• **Task requirements**:
Each record must be repeated exactly as it stands.

Provided data Block Start

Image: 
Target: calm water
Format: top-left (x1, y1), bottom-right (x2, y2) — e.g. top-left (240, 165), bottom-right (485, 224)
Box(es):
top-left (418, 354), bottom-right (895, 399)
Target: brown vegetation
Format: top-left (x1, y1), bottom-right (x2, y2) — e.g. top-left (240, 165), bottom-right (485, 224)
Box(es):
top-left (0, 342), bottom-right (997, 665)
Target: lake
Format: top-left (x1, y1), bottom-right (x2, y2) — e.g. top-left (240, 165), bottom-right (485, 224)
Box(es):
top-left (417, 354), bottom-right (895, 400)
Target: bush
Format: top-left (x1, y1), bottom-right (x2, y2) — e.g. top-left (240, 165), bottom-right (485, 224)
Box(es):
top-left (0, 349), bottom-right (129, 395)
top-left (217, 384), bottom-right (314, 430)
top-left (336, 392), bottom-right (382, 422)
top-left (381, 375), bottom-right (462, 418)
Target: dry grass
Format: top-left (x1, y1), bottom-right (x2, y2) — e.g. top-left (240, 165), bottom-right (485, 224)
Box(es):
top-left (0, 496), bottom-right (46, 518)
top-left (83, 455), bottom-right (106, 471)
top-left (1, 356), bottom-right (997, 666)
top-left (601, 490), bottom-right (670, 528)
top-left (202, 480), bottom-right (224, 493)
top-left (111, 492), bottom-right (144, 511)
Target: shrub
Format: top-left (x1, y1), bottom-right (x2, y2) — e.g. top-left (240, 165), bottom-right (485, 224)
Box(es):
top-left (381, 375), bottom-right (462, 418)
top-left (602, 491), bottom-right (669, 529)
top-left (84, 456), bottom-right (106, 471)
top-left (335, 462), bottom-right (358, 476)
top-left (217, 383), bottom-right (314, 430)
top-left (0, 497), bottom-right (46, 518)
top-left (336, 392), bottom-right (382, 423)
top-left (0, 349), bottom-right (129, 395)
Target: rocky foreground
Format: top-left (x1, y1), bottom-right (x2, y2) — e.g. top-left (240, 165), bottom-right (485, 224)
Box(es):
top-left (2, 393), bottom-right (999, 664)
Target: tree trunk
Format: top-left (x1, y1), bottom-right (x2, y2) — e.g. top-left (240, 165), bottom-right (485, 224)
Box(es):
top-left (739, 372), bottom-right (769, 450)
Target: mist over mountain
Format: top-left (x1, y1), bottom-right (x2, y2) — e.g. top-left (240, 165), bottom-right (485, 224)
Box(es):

Provided data Block End

• **Problem solution**:
Image: 
Target: calm water
Format: top-left (x1, y1), bottom-right (x2, y2) — e.g. top-left (240, 165), bottom-right (485, 224)
Box(es):
top-left (418, 354), bottom-right (895, 399)
Target: brown vegetation
Format: top-left (x1, y1), bottom-right (x2, y2) — e.g. top-left (240, 165), bottom-right (485, 224)
Box(es):
top-left (0, 342), bottom-right (997, 665)
Target: lake
Format: top-left (x1, y1), bottom-right (x2, y2) — e.g. top-left (240, 165), bottom-right (485, 224)
Box(es):
top-left (417, 354), bottom-right (895, 400)
Target: bush
Format: top-left (x1, y1), bottom-right (x2, y2) — e.g. top-left (240, 165), bottom-right (485, 224)
Box(es):
top-left (0, 349), bottom-right (129, 395)
top-left (217, 384), bottom-right (314, 430)
top-left (336, 392), bottom-right (382, 422)
top-left (381, 375), bottom-right (462, 418)
Target: dry grass
Format: top-left (x1, y1), bottom-right (x2, y2) — e.g. top-left (240, 165), bottom-right (485, 224)
Box(es):
top-left (0, 496), bottom-right (46, 518)
top-left (83, 455), bottom-right (106, 471)
top-left (1, 356), bottom-right (997, 666)
top-left (601, 490), bottom-right (670, 528)
top-left (202, 480), bottom-right (224, 493)
top-left (111, 492), bottom-right (144, 511)
Target: shrub
Format: top-left (x1, y1), bottom-right (x2, y2) — e.g. top-left (240, 165), bottom-right (485, 224)
Box(es):
top-left (381, 375), bottom-right (462, 418)
top-left (602, 491), bottom-right (669, 529)
top-left (84, 456), bottom-right (106, 471)
top-left (335, 462), bottom-right (358, 476)
top-left (217, 383), bottom-right (314, 430)
top-left (0, 497), bottom-right (46, 518)
top-left (336, 392), bottom-right (382, 423)
top-left (0, 349), bottom-right (129, 395)
Target: rocky foreground
Format: top-left (x1, y1), bottom-right (x2, y2) — e.g. top-left (240, 165), bottom-right (485, 224)
Box(es):
top-left (2, 393), bottom-right (999, 664)
Target: tree trunk
Format: top-left (x1, y1), bottom-right (x2, y2) — e.g. top-left (240, 165), bottom-right (485, 224)
Box(es):
top-left (739, 372), bottom-right (769, 450)
Target: mist over mountain
Format: top-left (x1, y1), bottom-right (x2, y2) — e.g. top-left (240, 165), bottom-right (485, 224)
Box(es):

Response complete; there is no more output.